Selected excerpt Start Marker

This is how we recognize friends and family. Recognition is unconscious; and the unconscious does not need to check out the short list of diagnostic features that the key maker or the forensic image makers must refer to but takes into account a dozen (or a hundred?) secondary cues—quirks of speech, expression, and so on. Many people grew up in tropical forests and some of them recognize trees from the feel of their leaves, their scent, or, indeed, the texture of their bark, as readily as any of us recognize our cousins and our aunts. In Brazil these indigenous experts are called
mateiros.
Mike Hopkins of EMBRAPA (Brazil’s research center for forestry and agriculture) told me that he has sometimes known
mateiros
to disagree with specialist botanists. Typically, the botanist says that two similar trees are the same, while the
mateiro
says they are different. Resolution becomes possible when DNA from the cambium is analyzed or the trees bear flowers and fruit. In such disputes, says Dr. Hopkins, “I have never known the
mateiros
to be wrong.”

Selected excerpt End Marker
Data section Start Marker

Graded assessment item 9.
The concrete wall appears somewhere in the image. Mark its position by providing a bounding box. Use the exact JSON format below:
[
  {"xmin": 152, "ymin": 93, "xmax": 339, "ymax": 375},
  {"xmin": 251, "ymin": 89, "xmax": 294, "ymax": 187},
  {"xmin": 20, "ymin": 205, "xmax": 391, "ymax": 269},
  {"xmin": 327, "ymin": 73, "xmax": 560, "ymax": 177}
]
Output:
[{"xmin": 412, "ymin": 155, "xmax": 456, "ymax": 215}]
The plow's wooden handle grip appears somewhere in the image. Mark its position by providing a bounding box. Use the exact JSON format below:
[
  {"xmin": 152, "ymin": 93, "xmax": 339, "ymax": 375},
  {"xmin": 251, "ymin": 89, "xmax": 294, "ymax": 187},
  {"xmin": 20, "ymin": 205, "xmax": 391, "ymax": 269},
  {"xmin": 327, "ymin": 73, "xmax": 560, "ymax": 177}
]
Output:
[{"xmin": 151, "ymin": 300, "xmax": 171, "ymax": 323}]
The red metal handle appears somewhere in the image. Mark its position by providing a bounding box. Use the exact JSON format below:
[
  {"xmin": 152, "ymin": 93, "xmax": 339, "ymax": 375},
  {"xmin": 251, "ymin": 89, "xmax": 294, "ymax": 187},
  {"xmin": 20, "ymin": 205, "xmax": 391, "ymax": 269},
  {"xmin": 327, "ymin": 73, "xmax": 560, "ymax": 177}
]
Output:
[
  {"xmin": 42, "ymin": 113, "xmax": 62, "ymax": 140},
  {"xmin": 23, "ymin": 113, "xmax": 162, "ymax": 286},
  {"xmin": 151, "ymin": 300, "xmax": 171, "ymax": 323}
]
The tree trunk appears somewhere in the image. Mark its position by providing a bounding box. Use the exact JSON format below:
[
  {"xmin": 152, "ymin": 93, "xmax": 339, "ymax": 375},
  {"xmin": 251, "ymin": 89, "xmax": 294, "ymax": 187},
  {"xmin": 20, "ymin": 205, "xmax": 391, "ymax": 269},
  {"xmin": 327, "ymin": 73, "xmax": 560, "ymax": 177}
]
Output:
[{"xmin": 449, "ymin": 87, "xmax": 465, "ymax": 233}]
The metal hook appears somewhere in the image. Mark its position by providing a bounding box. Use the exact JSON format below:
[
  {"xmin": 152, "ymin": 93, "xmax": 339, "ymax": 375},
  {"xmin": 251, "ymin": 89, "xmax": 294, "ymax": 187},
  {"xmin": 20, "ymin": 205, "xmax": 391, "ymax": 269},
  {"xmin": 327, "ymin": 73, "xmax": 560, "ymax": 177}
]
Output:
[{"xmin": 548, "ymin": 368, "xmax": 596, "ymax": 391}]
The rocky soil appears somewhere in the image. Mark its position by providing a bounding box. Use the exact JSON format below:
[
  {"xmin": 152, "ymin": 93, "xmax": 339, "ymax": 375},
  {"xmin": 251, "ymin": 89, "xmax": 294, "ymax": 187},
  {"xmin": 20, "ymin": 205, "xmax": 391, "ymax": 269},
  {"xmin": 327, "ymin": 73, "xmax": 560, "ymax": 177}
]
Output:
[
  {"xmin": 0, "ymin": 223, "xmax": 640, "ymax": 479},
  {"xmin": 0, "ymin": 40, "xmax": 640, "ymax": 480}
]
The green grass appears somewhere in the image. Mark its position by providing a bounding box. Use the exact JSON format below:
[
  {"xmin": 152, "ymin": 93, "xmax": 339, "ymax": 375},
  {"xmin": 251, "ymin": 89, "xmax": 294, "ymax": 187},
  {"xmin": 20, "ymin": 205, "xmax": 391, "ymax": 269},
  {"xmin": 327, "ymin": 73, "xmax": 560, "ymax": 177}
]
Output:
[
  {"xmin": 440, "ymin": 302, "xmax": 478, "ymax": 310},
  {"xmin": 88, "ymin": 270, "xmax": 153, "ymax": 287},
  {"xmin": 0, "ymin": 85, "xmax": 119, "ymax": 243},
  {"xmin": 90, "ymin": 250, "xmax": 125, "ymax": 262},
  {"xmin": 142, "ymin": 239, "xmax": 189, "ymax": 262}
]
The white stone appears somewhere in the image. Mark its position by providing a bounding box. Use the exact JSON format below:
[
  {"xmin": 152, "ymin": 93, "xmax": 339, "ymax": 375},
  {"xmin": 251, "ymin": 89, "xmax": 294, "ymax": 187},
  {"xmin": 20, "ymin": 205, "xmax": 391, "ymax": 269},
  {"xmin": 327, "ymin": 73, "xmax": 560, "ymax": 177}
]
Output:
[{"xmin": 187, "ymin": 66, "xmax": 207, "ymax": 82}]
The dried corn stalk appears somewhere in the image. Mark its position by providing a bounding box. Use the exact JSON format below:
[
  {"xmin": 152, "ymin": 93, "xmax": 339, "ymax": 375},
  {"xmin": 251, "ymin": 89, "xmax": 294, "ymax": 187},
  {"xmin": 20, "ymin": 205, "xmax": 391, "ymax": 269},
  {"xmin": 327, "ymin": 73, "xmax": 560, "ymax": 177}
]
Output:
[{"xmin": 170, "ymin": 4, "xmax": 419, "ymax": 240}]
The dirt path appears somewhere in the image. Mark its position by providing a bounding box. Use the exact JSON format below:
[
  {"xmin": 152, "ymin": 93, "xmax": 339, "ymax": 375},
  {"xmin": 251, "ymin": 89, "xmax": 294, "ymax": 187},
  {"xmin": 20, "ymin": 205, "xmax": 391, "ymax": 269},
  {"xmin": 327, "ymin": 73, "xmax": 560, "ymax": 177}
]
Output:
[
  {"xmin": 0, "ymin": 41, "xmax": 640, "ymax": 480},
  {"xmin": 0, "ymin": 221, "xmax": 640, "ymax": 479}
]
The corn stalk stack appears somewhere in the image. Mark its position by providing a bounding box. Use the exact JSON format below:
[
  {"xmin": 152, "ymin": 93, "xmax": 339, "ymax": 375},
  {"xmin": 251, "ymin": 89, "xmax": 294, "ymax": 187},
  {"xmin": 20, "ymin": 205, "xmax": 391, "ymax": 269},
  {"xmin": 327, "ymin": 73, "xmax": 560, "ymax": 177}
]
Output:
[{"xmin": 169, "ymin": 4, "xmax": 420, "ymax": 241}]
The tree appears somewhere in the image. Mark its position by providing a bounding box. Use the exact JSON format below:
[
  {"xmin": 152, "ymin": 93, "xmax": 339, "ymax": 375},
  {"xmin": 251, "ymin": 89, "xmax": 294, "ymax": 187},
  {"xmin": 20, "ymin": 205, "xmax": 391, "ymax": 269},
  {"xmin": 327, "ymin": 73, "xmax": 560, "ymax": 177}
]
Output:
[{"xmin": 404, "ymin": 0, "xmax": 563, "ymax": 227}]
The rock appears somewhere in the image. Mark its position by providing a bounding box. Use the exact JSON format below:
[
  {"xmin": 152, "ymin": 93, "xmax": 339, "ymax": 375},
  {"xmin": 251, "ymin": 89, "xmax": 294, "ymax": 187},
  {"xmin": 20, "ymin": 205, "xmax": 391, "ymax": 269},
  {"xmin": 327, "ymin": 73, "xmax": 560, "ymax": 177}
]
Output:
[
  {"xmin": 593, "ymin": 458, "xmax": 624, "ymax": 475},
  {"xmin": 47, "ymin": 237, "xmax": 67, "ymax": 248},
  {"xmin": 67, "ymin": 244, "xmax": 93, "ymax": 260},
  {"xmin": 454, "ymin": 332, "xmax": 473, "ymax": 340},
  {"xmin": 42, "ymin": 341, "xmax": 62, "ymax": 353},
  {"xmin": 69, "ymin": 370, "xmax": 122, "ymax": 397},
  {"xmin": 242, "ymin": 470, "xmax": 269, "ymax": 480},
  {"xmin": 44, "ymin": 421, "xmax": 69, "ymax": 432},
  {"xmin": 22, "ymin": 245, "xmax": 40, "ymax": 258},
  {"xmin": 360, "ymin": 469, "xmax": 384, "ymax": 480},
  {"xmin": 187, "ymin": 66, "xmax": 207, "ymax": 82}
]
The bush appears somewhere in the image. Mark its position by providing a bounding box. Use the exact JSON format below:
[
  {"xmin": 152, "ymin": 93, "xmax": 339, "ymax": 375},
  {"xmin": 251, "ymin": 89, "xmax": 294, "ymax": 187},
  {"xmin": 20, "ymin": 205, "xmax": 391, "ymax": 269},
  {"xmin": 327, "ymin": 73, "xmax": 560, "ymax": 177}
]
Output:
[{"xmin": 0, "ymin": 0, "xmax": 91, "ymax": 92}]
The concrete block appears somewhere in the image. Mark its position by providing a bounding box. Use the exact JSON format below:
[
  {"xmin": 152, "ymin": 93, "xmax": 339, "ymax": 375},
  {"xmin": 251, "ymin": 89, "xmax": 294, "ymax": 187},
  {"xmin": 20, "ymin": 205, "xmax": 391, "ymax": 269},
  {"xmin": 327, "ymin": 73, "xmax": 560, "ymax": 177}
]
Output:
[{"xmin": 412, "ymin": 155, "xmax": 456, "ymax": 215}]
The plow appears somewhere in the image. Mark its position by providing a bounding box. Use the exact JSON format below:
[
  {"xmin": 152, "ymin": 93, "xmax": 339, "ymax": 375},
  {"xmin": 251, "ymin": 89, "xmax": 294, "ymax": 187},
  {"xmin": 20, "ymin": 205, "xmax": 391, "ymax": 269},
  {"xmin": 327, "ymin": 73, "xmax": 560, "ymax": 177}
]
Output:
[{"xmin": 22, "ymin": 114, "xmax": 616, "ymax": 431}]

Data section End Marker

What to work on:
1. Condense the paragraph beginning "This is how we recognize friends and family" from the passage on tree recognition into a short bulleted list that keeps its main facts.
2. Carry the passage on tree recognition by Brazilian mateiros forward from its last sentence.

Results by task:
1.
- Recognition, such as of friends and family, is unconscious and draws on many secondary cues (quirks of speech, expression, and so on) rather than a short list of diagnostic features.
- Some people who grew up in tropical forests recognize trees by the feel of their leaves, their scent, or the texture of their bark as readily as others recognize relatives.
- In Brazil these indigenous experts are called mateiros.
- Mike Hopkins of EMBRAPA says mateiros sometimes disagree with specialist botanists, usually when the botanist calls two similar trees the same and the mateiro calls them different.
- Such disputes can be settled by analyzing DNA from the cambium or when the trees bear flowers and fruit.
- Hopkins says he has never known the mateiros to be wrong.

2.
The
mateiros
are wonderful, but they have their limitations. A
mateiro
who is supremely at home in one place may be less at ease in another, which may well have a different complement of trees. Then again, the subtleties of the subconscious are not easily conveyed. It’s important that everyone who visits the forest with a serious purpose—scientist, environmentalist, forester—should be able to identify what they see. Serious travelers may also want to identify each species accurately, especially if they truly aspire to be connoisseurs. But in a tropical rain forest, where there are so many different types, most of us are content to identify roughly at the level of the family—as in “related to mahogany” or “probably one of the Lauraceae.” For professional foresters, however, harvesting from the wild, correct identification of particular species is the difference between riches and failure. It is vital for the trees, too. If the wrong ones are cut down by mistake then entire species may be driven to extinction. To convey the information formally and reliably, we have to go back to basic diagnostic features that can easily be described: whether the leaves are alternate or opposite, the texture of the bark, and so on. In short, identification needs formal field guides and/or keys, and herbaria in scholarly centers where difficult material can be assessed definitively, and preferably a lab for molecular biology
—and
the
mateiros.
Sometimes all are available. Sometimes not.